▶ **Rows from a data collection**:

BEGIN

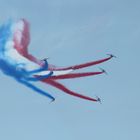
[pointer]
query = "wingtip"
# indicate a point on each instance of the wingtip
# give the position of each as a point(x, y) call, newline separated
point(111, 55)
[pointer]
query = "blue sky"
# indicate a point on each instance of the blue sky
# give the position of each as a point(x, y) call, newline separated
point(72, 32)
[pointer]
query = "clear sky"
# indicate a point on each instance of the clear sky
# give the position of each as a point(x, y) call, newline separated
point(72, 32)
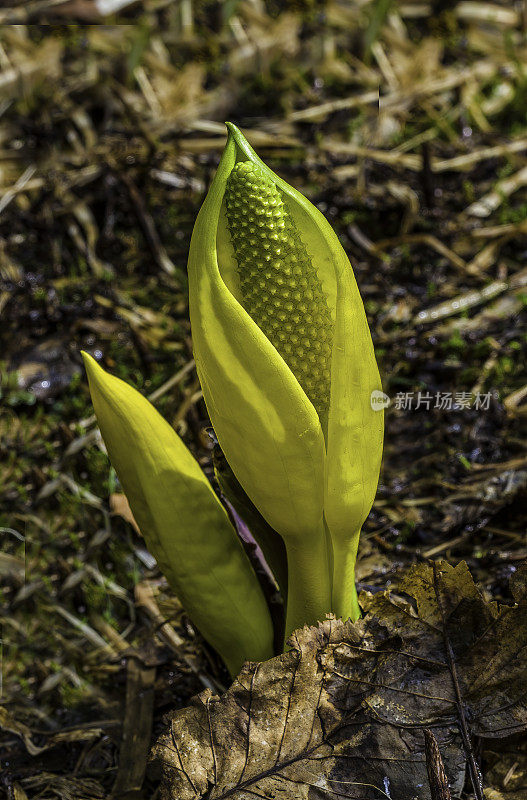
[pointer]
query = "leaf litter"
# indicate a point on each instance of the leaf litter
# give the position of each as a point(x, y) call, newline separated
point(344, 712)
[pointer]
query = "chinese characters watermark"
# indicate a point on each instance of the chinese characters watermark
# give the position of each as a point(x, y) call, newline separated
point(444, 401)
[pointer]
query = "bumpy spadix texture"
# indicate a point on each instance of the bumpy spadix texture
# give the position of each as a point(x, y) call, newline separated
point(279, 285)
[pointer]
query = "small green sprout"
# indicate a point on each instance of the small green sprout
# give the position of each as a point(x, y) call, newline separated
point(286, 363)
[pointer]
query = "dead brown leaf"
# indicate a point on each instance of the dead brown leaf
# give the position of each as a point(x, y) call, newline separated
point(343, 713)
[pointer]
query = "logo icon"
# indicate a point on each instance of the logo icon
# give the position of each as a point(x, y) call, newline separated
point(379, 400)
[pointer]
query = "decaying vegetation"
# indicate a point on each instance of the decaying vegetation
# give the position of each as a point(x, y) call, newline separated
point(406, 124)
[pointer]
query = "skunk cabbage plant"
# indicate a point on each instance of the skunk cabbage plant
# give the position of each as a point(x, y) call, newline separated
point(184, 524)
point(286, 363)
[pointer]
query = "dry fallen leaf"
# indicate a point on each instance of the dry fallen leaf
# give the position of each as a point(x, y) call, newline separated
point(120, 506)
point(343, 713)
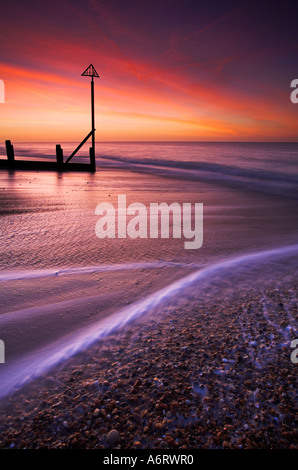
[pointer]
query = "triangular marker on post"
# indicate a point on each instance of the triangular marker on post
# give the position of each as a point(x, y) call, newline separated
point(90, 72)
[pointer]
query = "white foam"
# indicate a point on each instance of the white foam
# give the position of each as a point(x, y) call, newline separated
point(31, 366)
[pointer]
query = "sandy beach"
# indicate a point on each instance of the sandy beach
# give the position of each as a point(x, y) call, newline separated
point(205, 376)
point(141, 343)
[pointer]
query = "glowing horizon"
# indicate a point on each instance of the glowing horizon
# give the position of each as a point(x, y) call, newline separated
point(171, 71)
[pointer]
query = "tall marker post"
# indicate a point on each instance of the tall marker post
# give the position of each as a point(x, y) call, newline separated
point(89, 72)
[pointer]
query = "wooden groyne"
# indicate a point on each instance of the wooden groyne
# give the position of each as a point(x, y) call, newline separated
point(11, 163)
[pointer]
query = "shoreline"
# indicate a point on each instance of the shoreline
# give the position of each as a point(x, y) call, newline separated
point(204, 375)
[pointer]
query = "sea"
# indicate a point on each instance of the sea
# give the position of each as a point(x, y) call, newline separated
point(62, 287)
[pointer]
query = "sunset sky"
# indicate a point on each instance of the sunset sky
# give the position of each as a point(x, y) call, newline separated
point(186, 70)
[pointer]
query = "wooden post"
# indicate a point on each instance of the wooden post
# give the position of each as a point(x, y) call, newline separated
point(9, 152)
point(59, 156)
point(92, 159)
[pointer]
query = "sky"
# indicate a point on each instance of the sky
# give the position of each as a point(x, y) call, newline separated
point(170, 70)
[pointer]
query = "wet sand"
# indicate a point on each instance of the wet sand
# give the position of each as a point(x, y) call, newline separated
point(212, 375)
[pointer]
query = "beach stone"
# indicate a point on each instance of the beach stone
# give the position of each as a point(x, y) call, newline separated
point(113, 437)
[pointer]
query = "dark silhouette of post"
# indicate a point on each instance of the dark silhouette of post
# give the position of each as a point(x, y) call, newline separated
point(89, 72)
point(9, 152)
point(92, 116)
point(59, 156)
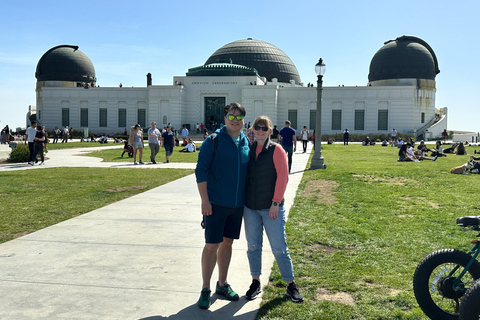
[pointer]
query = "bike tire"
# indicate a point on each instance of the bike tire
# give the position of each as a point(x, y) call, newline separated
point(433, 291)
point(470, 307)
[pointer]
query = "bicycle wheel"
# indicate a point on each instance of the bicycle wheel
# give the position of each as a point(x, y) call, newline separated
point(433, 287)
point(470, 307)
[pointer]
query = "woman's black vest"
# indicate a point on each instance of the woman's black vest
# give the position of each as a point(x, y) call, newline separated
point(261, 177)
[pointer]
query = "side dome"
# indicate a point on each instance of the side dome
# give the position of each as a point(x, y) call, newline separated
point(268, 60)
point(65, 63)
point(406, 57)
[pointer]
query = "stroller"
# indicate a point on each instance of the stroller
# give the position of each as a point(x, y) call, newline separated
point(128, 149)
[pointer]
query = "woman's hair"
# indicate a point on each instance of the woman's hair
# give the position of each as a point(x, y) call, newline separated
point(403, 149)
point(263, 121)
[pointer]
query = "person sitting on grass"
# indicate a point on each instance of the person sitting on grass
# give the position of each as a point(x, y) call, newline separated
point(191, 147)
point(460, 150)
point(438, 151)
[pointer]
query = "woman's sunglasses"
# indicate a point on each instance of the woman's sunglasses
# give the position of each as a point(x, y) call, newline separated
point(231, 117)
point(258, 128)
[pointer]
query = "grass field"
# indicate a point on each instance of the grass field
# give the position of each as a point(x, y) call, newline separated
point(356, 231)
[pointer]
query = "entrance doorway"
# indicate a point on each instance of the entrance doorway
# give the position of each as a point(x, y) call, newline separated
point(214, 112)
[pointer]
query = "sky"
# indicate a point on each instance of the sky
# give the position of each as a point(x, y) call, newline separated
point(125, 40)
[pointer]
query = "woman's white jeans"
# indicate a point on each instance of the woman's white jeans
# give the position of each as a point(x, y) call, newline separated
point(255, 222)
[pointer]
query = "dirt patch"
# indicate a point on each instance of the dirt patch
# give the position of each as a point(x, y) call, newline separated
point(126, 188)
point(363, 284)
point(398, 181)
point(339, 297)
point(322, 247)
point(323, 190)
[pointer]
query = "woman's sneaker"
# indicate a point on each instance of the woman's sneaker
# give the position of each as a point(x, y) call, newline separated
point(254, 291)
point(204, 301)
point(293, 293)
point(227, 291)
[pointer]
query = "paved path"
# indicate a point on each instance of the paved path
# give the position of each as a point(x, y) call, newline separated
point(138, 258)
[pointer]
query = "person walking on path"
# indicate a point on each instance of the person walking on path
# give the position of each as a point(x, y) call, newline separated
point(136, 140)
point(346, 136)
point(185, 132)
point(267, 178)
point(168, 141)
point(153, 137)
point(304, 136)
point(30, 135)
point(288, 139)
point(221, 172)
point(39, 140)
point(394, 136)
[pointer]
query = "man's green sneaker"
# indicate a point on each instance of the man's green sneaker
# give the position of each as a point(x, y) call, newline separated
point(204, 301)
point(227, 291)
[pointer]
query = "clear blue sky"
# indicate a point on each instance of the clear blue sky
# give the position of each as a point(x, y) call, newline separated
point(125, 40)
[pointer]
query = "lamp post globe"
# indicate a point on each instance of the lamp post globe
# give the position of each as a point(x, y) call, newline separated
point(318, 162)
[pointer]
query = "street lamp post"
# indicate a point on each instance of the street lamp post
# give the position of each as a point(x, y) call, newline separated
point(317, 159)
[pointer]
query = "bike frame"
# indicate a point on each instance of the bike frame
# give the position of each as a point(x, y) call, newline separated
point(457, 283)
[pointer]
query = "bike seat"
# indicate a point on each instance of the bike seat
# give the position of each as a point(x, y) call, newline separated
point(468, 221)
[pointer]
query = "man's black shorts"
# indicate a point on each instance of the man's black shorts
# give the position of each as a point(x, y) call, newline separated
point(223, 222)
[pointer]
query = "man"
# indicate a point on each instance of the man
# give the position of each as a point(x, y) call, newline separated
point(168, 141)
point(153, 137)
point(185, 132)
point(30, 135)
point(394, 136)
point(288, 139)
point(221, 174)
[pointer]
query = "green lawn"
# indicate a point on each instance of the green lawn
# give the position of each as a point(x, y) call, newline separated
point(356, 231)
point(35, 199)
point(359, 228)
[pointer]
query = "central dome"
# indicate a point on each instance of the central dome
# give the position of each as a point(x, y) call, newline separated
point(268, 60)
point(65, 63)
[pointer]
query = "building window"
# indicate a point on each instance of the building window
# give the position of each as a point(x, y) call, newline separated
point(103, 117)
point(336, 119)
point(142, 117)
point(359, 120)
point(313, 119)
point(382, 119)
point(122, 118)
point(65, 117)
point(292, 116)
point(83, 117)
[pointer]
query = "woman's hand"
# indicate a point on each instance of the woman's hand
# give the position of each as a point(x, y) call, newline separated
point(273, 212)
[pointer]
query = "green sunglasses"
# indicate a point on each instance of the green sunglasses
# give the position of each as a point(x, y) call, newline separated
point(231, 117)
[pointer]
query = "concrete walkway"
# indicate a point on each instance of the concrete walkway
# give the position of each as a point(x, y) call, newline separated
point(138, 258)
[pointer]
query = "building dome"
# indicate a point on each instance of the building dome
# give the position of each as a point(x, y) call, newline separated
point(268, 60)
point(404, 58)
point(65, 63)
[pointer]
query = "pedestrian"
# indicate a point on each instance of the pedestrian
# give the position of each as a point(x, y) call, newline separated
point(274, 136)
point(39, 140)
point(153, 137)
point(304, 136)
point(221, 172)
point(136, 140)
point(267, 179)
point(346, 135)
point(185, 132)
point(30, 136)
point(168, 141)
point(288, 139)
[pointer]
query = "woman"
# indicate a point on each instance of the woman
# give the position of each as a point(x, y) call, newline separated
point(267, 178)
point(38, 143)
point(136, 140)
point(460, 149)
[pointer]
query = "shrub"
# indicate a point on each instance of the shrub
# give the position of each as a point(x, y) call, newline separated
point(19, 154)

END

▶ **Task instructions**:
Tally the lines in the rows above that contain the string "walking", with case counting, and give only the number.

▶ **Expected answer**:
2